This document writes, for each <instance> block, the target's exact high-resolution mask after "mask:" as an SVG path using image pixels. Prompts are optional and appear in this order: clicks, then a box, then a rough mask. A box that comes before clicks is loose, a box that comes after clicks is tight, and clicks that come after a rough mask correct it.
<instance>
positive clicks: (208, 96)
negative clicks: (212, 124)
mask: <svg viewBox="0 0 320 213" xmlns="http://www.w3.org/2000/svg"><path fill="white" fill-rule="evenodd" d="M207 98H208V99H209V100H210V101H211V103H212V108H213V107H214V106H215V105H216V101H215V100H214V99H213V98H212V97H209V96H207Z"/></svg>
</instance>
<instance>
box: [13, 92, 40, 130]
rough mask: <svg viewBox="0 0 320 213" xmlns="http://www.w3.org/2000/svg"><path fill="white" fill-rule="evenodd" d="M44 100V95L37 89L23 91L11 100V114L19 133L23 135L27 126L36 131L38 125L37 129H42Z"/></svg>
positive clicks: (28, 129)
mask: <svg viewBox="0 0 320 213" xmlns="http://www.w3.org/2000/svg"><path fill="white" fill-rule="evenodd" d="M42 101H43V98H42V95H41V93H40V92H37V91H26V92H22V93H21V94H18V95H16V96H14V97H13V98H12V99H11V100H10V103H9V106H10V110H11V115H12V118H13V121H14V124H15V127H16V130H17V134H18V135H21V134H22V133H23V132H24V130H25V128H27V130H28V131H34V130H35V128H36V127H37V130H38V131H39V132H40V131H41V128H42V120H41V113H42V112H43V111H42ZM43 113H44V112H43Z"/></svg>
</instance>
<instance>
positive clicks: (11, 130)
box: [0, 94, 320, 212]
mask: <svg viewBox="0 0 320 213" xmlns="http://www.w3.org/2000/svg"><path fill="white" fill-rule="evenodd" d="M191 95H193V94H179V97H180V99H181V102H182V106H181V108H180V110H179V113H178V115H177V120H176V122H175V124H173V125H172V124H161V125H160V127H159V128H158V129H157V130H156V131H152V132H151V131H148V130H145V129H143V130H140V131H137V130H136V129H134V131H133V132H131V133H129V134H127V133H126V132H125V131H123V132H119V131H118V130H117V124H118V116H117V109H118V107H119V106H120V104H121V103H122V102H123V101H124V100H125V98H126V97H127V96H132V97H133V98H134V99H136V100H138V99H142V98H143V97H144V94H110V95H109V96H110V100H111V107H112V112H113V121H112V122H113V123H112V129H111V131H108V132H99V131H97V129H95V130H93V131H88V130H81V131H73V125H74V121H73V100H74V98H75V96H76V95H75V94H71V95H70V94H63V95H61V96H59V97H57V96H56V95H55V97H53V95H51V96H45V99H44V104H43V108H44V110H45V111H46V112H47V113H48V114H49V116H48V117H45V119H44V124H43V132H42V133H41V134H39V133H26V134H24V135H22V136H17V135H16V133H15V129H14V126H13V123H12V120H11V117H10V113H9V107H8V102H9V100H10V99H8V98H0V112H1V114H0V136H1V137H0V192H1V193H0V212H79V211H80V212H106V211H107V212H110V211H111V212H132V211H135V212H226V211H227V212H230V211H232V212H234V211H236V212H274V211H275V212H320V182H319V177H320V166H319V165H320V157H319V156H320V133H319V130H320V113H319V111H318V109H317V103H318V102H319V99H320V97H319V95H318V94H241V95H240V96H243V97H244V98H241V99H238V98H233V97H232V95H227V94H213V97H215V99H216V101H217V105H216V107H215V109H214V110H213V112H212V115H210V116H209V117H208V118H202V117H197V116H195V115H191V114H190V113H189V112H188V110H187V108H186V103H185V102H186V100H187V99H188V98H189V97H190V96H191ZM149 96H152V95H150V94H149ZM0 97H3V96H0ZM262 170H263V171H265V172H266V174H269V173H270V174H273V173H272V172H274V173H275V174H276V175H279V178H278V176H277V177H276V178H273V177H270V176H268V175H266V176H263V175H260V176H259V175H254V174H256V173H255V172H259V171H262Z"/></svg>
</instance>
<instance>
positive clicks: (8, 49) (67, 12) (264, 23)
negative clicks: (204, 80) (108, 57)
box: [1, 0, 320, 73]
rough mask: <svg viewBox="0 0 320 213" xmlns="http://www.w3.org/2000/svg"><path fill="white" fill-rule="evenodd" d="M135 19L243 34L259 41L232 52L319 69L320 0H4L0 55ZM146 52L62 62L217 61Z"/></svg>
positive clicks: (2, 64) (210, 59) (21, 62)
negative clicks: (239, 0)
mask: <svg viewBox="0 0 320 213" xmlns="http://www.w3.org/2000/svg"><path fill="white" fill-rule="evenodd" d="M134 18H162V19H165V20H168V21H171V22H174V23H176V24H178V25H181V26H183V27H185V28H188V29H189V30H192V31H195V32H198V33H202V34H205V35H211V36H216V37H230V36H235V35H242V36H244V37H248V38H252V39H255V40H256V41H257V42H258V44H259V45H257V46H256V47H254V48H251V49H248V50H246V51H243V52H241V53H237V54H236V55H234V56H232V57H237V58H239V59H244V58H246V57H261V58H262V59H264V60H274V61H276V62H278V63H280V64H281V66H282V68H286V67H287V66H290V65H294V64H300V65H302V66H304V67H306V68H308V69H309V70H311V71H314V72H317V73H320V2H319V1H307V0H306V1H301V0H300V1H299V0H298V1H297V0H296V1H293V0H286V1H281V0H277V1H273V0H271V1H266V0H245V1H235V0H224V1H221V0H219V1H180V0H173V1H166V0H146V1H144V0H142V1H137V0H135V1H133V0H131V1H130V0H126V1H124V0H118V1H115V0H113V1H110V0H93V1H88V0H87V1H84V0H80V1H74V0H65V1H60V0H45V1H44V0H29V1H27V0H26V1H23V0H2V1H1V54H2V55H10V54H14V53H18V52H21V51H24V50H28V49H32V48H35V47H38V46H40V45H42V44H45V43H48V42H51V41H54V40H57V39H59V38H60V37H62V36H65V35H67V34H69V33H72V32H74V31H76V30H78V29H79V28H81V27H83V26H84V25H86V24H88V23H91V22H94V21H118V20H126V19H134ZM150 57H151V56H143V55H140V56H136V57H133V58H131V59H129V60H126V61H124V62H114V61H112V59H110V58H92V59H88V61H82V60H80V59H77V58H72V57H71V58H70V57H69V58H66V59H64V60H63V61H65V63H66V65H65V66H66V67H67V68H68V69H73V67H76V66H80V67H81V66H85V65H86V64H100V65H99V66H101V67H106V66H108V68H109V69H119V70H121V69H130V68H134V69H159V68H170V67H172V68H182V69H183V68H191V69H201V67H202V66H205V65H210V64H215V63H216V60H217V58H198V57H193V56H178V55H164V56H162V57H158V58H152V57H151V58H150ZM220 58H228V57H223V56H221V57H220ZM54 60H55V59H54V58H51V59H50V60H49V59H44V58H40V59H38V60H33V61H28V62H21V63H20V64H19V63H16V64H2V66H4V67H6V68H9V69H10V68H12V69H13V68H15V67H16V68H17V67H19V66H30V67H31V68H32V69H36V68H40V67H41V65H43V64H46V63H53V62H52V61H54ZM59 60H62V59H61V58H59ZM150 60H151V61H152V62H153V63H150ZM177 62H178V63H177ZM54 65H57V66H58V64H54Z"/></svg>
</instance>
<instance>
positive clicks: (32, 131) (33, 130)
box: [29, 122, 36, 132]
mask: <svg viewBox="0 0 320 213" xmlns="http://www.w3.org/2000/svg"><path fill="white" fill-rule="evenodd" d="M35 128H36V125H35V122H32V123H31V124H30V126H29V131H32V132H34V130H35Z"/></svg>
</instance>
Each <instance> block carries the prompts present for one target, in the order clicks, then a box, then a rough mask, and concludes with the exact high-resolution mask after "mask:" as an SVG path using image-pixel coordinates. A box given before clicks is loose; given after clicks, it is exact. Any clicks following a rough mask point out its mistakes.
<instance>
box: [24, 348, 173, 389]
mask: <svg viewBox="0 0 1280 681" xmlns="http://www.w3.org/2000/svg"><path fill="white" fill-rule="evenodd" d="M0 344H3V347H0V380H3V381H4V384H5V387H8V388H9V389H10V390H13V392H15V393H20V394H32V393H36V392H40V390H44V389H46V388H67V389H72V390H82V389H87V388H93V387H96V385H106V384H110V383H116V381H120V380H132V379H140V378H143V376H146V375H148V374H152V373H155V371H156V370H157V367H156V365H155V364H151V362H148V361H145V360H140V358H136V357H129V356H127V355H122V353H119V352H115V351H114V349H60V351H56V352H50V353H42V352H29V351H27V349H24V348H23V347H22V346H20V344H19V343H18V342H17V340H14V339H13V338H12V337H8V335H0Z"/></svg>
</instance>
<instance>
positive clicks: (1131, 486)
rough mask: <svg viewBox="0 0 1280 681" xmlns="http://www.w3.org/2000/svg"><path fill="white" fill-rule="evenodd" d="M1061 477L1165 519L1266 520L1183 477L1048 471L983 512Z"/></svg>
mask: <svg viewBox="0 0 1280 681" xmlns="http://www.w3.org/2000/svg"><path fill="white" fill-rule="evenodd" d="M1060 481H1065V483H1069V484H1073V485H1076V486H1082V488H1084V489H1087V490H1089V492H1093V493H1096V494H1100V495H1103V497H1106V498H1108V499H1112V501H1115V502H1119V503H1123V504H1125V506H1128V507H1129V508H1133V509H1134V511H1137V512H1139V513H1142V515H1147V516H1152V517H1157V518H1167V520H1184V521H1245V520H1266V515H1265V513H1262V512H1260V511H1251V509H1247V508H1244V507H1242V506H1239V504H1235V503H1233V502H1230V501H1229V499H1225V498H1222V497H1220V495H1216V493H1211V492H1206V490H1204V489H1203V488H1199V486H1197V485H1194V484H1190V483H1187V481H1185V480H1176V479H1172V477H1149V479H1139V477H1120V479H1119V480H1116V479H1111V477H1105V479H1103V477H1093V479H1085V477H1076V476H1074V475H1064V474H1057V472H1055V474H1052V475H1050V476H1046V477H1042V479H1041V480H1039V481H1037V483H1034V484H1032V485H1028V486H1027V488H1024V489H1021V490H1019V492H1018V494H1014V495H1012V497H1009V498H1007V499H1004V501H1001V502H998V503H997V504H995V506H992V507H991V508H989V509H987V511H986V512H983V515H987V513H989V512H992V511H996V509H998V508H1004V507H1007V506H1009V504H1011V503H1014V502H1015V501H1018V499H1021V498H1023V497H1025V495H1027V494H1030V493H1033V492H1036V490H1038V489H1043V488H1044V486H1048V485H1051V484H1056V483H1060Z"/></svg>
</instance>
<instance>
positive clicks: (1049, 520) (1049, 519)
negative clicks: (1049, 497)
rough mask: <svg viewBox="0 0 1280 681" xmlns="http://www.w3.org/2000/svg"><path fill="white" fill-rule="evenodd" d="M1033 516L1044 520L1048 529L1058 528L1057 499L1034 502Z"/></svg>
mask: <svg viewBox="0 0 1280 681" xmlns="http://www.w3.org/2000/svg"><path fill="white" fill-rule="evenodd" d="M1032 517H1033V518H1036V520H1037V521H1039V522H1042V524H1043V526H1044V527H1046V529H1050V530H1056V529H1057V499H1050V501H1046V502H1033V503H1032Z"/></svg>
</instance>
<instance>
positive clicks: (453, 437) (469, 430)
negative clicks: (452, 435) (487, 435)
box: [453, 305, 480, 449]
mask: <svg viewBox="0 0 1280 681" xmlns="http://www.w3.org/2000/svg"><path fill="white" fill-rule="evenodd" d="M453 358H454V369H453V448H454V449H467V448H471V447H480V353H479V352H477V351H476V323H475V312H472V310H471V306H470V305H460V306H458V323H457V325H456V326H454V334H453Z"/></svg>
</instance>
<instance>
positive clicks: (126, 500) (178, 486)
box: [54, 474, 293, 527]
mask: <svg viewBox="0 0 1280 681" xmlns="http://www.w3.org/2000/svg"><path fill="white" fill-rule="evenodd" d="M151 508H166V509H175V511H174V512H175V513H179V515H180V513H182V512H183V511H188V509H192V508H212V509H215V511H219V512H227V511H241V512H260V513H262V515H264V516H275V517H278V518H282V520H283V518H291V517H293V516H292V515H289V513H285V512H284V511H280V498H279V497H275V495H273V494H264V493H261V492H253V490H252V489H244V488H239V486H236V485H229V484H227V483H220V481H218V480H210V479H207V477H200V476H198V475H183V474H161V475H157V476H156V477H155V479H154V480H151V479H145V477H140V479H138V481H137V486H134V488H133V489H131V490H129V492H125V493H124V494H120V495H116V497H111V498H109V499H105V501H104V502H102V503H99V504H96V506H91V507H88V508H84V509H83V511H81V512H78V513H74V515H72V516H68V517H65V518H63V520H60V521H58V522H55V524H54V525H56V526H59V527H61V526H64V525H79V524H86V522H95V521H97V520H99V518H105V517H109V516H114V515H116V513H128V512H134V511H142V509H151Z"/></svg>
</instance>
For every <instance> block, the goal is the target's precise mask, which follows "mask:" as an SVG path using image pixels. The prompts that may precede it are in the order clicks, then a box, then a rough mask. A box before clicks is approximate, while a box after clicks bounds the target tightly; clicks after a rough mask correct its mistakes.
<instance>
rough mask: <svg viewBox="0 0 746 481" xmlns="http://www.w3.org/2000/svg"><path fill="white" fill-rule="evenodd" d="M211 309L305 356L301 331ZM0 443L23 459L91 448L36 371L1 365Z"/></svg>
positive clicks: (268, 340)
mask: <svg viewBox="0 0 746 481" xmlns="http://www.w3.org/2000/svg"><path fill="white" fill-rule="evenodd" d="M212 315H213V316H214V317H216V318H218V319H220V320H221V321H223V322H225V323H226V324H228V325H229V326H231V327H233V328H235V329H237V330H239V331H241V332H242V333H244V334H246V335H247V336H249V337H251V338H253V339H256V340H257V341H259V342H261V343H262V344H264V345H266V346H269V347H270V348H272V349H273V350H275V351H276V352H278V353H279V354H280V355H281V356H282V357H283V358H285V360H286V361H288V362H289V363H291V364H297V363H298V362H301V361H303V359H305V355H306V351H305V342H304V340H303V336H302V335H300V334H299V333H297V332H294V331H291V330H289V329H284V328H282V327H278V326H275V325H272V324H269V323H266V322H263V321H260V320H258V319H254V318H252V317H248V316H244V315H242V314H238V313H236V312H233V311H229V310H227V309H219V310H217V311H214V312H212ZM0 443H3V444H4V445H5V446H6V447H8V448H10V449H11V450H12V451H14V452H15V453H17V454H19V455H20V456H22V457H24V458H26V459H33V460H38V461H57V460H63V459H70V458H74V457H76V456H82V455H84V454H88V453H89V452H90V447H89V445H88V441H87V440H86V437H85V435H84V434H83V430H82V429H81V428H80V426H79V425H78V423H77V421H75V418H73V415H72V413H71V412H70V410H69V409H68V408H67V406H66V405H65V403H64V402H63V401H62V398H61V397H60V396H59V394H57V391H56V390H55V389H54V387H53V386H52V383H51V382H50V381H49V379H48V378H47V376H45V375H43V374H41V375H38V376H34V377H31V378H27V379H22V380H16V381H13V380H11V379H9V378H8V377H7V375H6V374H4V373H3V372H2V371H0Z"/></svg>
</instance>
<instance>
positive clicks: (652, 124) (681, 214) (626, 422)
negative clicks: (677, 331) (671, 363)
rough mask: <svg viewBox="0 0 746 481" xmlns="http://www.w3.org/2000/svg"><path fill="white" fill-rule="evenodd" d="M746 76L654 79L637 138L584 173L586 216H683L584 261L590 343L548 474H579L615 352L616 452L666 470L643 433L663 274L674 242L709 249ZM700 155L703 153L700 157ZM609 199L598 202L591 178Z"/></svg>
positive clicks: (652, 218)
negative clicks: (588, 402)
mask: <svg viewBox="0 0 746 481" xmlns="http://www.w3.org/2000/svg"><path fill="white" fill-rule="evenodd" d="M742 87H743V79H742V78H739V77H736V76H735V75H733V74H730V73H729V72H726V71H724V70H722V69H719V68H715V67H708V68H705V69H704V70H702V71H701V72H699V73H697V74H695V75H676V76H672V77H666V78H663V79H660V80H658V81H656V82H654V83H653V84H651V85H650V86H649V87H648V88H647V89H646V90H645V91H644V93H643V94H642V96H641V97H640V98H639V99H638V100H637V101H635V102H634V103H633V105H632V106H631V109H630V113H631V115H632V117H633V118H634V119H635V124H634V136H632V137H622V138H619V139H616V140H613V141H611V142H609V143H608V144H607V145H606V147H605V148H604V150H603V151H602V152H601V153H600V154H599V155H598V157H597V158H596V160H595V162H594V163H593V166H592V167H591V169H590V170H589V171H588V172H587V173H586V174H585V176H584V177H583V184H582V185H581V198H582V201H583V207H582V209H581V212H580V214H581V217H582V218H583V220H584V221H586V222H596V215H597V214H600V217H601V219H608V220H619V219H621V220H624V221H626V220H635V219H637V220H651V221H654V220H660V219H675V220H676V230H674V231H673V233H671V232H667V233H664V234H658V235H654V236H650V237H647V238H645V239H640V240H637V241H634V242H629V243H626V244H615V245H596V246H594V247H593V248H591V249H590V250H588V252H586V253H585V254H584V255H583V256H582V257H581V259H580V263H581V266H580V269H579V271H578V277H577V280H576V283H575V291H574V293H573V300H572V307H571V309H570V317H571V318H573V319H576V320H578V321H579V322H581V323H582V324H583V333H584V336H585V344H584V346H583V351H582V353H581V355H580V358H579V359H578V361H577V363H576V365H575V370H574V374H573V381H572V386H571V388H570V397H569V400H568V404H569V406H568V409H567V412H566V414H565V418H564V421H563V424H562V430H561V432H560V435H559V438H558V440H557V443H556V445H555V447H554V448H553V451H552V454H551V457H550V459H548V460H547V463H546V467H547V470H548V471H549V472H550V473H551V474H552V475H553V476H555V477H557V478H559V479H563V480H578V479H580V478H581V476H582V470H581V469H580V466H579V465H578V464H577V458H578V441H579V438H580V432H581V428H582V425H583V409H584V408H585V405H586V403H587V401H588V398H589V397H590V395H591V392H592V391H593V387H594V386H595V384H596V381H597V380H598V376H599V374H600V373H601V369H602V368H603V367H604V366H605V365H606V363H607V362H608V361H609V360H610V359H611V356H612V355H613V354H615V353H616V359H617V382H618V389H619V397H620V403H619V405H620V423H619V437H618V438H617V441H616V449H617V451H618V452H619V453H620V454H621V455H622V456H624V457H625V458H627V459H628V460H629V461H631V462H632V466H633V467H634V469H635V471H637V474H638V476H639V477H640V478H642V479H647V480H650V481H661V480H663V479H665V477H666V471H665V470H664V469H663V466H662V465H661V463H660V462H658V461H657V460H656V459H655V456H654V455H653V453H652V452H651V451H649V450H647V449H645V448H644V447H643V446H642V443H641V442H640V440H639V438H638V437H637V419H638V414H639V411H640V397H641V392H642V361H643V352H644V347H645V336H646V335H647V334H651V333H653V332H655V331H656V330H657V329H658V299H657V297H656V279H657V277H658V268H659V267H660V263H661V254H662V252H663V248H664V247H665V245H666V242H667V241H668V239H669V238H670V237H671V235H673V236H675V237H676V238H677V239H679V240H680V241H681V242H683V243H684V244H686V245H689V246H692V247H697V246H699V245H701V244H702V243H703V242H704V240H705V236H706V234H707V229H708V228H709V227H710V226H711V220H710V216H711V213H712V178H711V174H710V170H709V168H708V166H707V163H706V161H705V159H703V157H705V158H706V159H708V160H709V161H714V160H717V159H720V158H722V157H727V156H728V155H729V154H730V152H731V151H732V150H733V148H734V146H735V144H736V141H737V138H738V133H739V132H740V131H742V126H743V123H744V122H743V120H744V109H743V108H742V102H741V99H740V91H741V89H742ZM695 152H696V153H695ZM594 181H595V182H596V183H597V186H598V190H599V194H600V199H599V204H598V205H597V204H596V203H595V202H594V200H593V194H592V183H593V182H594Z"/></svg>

§

> ASSIGNMENT
Extract from the records above the lines from the one containing "76L654 79L637 138L584" to the one containing "positive clicks: (652, 218)", both lines included, exactly as they appear and with nothing else.

> SOLUTION TO THE PROBLEM
rough mask: <svg viewBox="0 0 746 481" xmlns="http://www.w3.org/2000/svg"><path fill="white" fill-rule="evenodd" d="M746 76L654 79L637 138L584 173L586 216H683L584 261L590 343L548 474H579L615 352L616 452L666 470L643 433L663 274L674 242L709 249ZM700 155L703 153L700 157ZM609 199L598 202L591 178Z"/></svg>
positive clicks: (652, 218)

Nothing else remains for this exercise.